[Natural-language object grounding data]

- Opening Delimiter -

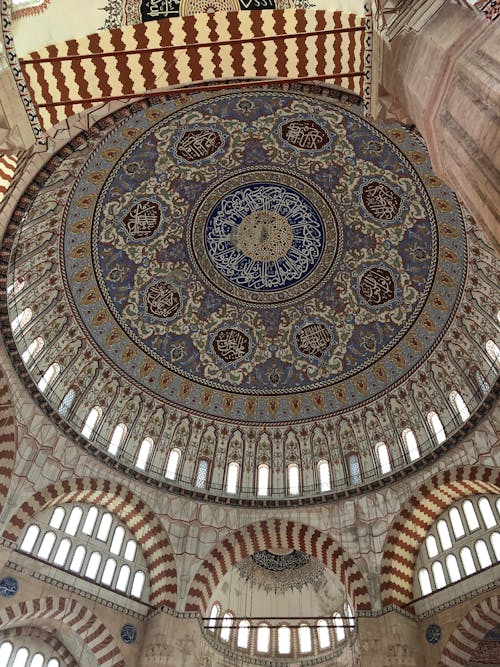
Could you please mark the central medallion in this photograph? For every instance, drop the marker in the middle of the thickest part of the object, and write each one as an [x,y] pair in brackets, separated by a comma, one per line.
[269,236]
[264,236]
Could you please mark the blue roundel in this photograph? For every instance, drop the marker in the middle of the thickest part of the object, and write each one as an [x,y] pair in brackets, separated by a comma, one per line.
[8,587]
[433,633]
[128,633]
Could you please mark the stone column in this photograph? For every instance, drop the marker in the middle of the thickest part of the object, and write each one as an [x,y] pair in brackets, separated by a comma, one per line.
[445,77]
[170,642]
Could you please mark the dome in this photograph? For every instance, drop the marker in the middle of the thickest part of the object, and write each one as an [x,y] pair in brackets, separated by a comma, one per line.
[260,278]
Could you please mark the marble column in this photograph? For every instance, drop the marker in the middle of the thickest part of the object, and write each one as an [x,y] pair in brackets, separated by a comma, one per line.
[445,77]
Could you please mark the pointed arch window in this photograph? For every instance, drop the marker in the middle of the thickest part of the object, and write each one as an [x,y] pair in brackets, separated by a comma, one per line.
[243,634]
[62,552]
[90,520]
[108,572]
[21,658]
[138,584]
[57,518]
[324,476]
[130,550]
[354,469]
[293,479]
[202,474]
[67,402]
[431,546]
[117,438]
[263,481]
[49,376]
[172,463]
[233,475]
[214,614]
[6,649]
[459,406]
[323,634]
[482,554]
[436,426]
[22,319]
[123,577]
[33,349]
[425,581]
[383,457]
[452,567]
[90,423]
[411,444]
[225,630]
[487,513]
[74,520]
[117,541]
[30,539]
[456,523]
[444,534]
[78,558]
[104,526]
[481,382]
[438,574]
[263,638]
[338,624]
[284,640]
[305,643]
[93,565]
[45,548]
[470,515]
[493,351]
[144,452]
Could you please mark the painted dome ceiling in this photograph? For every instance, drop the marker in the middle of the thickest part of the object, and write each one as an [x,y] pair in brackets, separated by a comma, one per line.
[259,258]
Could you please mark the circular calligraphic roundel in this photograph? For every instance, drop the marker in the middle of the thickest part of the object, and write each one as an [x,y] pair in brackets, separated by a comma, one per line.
[270,237]
[265,256]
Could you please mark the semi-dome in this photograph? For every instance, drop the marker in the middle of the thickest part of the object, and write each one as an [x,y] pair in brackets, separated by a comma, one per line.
[250,294]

- Closing Delimiter -

■ Your assignment
Set down all the entries exactly as they appear, but skip any pictures.

■ Task solution
Could you please mark the central medallion in this photograph? For every instance, drop the marker in the middle of the thickest part of the object, and write each one as an [x,y] pair in brackets, separated by a comma, one per line.
[269,236]
[264,236]
Could you please mark the blue roundel in this photograph? For every instance, drop the marker in the middle of the thickest part of the object, and write each one as an [x,y] pair in brackets, separated by a comma, one per line.
[8,587]
[433,633]
[128,633]
Could you please mark the stone column in this photograph? For every instance, drop the marker in the middle of the thickest part of the object, and write each one as an [x,y] pair in brackets, separated by a comma, one per line.
[445,77]
[170,642]
Could you please mark the dome in this photograph? For every instance, drop the marker in the middle of the thickest part of the object, and write each one as an [x,y] pair in brackets, separated by a comma, one per line.
[260,278]
Could you please mark the marble column in this photograph? For every instance, drop the marker in the middle of the thickest part of the object, and write each one as an [x,y] pair in brackets, separated by a comma, one per line.
[445,77]
Could you please mark the pointed arch window in this photograph? For every instance, drop the marker in the middle of the thickest part of the object, and write each one as an [x,y] pair in brackets, separated by a comma, one per line.
[243,634]
[62,552]
[90,520]
[108,572]
[21,658]
[138,584]
[57,518]
[324,476]
[130,550]
[354,469]
[293,479]
[202,474]
[67,402]
[431,546]
[117,438]
[263,481]
[49,376]
[172,463]
[233,475]
[214,614]
[6,649]
[459,406]
[323,634]
[482,554]
[436,426]
[22,319]
[123,577]
[33,349]
[425,581]
[383,457]
[452,567]
[90,423]
[411,444]
[225,630]
[487,513]
[74,520]
[117,541]
[30,539]
[456,523]
[444,534]
[78,558]
[104,526]
[481,382]
[438,574]
[263,638]
[338,624]
[284,640]
[305,643]
[93,565]
[45,548]
[470,515]
[493,351]
[144,452]
Could you please mark the painted dome ceiling in this photograph? For every instance, drop the marker in the middle of the thickest part of the object, and write each one as an [x,y] pair in brackets, separated by a comma, one per line.
[259,258]
Could you please mark the circular calligraphic roundel in this photograph? For every instance, drop the marker in the middle of the thickest part of the object, and write each one as an [x,y] pair in brackets, separated by a comma, one per line.
[270,237]
[265,256]
Could you please mark the semi-dome in this photograph? For every instance, drop the marker in the middle of the thickest part of the object, and write each one as an [x,y] pair in brackets, separated by a comma, one per line.
[250,294]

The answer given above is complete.